■ THE PROBLEM: Print each of the entries below verbatim, reproducing every line without change.

— BEGIN DATASET EXCERPTS —

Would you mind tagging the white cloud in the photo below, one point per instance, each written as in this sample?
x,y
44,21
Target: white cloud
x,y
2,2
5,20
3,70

— END DATASET EXCERPTS —

■ RESPONSE TO THIS TASK:
Would you mind tagging the white cloud in the photo below, one point per instance, each written as in this sample?
x,y
44,21
Target: white cloud
x,y
2,2
5,20
3,70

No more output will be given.